──────── Document text

To complete the tensioning function, once the tail-end E₁ is pulled from between the brake shoe 40 and the roller R₁ (see Figures 3c-3d), a microswitch 45 having a feeler that rides on the film 14 drops into a groove 46, which in turn activates the valve 44 to provide suction at the pneumatic means or manifold 32. This action, which will be explained more in detail below, provides for tensioning of the film 14 at least adjacent the tail-end as the splicing station 11 is approached (see Figures 3a and 3b).
As will be realized, the microswitch 45 is connected by an electrical line 47 to a programmable controller 48, which components are a part of the control circuit C. As illustrated, the programmable controller 48 through a line 49 is what controls the valve 44. At the moment the microswitch 45 is triggered (see Figures 3c-3d) the valve 44 for the manifold 34 is operative to switch to the vacuum line 36 in order to provide the suction required to attract the film 14 and apply tension at the splicing station 11, as best shown in Figures 3a, 3b. This action is particularly advantageous, and as will be seen in further detail below, since the tension is now directly applied where the splicing function occurs. As will be apparent to those skilled in the art, the programmable controller 48 can be selected from any one of a number of off-the-shelf controllers having sufficient capabilities of operating from a number of input signals and controlling a number of operating mechanisms.
Once the tail-end E₁ of the film 14 reaches the splicing station 11, in a precise manner as explained below, the controller 48 is operative to switch the valve 44 for the manifold 34 from the vacuum line 36 to the positive pressure line 39. In response to this triggering action, the pressure source 38 generates a blast of air to positively, but controllably, blow the head-end E₂ toward the tail-end E₁ of the active film 14 from the roll 12 (see Figures 4a, 4b). In accordance with the invention, the flow of air is sufficient to force the head-end E₂ into firm contact with the tail-end E₁ so as to cause said tail-end E₁ to stick to the adhesive tape T. At this moment, the film 18 of the standby roll 16 is securely spliced to the film 14 of the previously active roll 12 to provide film feeding to the packaging machine M that is substantially without interruption and without slowdown. Furthermore, the splicing action is carried out without the deleterious effect of forcefully slapping the film together by mechanical elements, which in the past caused problems of machine maintenance and the tendency to burst the film.

────────────────

* [Stated exercise 1]
Summarize the splicing description in two sentences.
* [Stated exercise 2]
Return the stretch of the splicing description from "To complete the" through "3a and 3b).", word for word.

──────── Provided data

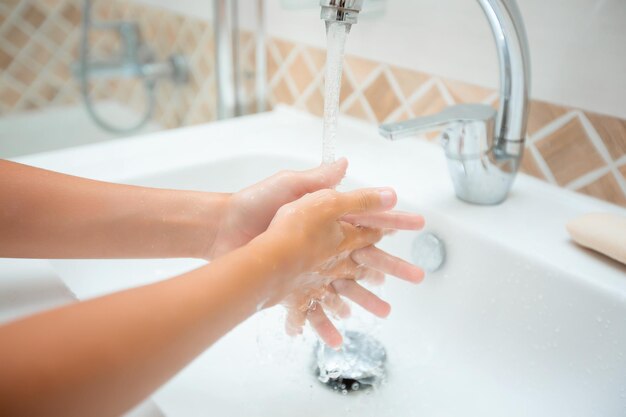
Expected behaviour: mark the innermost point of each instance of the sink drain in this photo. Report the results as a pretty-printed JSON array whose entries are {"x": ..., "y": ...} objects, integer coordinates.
[{"x": 359, "y": 364}]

────────────────

* [Task result 1]
When the tail-end E₁ is pulled from between the brake shoe and roller, a microswitch riding on the film drops into a groove and, through a programmable controller, switches a valve so the manifold applies suction that tensions the film at the splicing station. When the tail-end reaches the splicing station, the controller switches the valve to positive pressure, and a blast of air blows the head-end E₂ against the tail-end so it sticks to the adhesive tape, splicing the standby roll's film to the active film without interruption and without mechanical slapping.

* [Task result 2]
To complete the tensioning function, once the tail-end E₁ is pulled from between the brake shoe 40 and the roller R₁ (see Figures 3c-3d), a microswitch 45 having a feeler that rides on the film 14 drops into a groove 46, which in turn activates the valve 44 to provide suction at the pneumatic means or manifold 32. This action, which will be explained more in detail below, provides for tensioning of the film 14 at least adjacent the tail-end as the splicing station 11 is approached (see Figures 3a and 3b).